━━━━━ Document passage
The clients bought this lot in the mountains outside of San Jose knowing that their house would probably not have the Central Valley view they’d love. They bought it regardless because it was right beside a forest reserve with a babbling stream. We made a house that tiptoes along the reserve border, allowing you to hear the brook from any room in the house.



Casa Yos owes its name to the existing tree which we surrounded by a deck, turning it into a focal point of the house’s composition.

The terrain is located on the outskirts of San José, in the town of San Ramón de Tres Ríos, on the outer edge of a forest reserve that is not expected to disappear. The house is located on the edge of the lot that borders with the reserve.

The main intention of the design is quite simple and straightforward: to enjoy the forest that serves as a garden for the house.  Consequently, we designed an elongated construction in which every area of the house could have a view of the forest reserve.

The distribution of the spaces inside the house was done according to the owners’ instructions: an ample social area that includes a dining room and living room, and the very important kitchen. Also included in this area is an open-air terrace.  

The bedrooms are located on opposite sides of the construction: the parents’ bedroom is on one end and the children’s bedrooms are on the other end. This creates three distinct areas in the house.

We took advantage of a slight grade slope in the terrain to build in smaller grade slopes that could work as transitions between the three areas.

The roofing scheme responds to two basic criteria: the desired scale of the spaces and the visual aperture to the forest.

The house has two separate roofs : one large roof that originates in the main bedroom and rises up to it’s highest level over the terrace in front of the kitchen. This inclination, together with the grade slope on the floor, allows for an appropriate floor-to-ceiling height in proportion to the scale of a bedroom, even though the same roof yields a  larger scale in the social area. This roof has an ascending inclination in the direction of the forest in order to integrate the forest within the house. This effect is reinforced by the inclined window panes , which is another suggestion by the owners. The second roof, which stretches over the other bedrooms, has an inclination in the opposite sense, which reduces the scale and aperture of the space to accommodate the children.

The focal point of the house – and the space that is most frequently used by the family – is the wooden terrace.  Access to this area is through sliding glass doors that integrate the terrace with the kitchen and everyday activities. El Yos tree is a reference point that creates a space of its own within the terrace.
━━━━━━━━━━
Task description: Reproduce the passage of the Casa Yos description from "The main intention" up to and including "the forest reserve.".
━━━━━ Supplied material
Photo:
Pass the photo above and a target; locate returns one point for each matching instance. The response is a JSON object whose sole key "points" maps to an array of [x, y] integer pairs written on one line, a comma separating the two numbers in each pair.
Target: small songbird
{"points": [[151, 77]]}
━━━━━━━━━━
Response:
The main intention of the design is quite simple and straightforward: to enjoy the forest that serves as a garden for the house.  Consequently, we designed an elongated construction in which every area of the house could have a view of the forest reserve.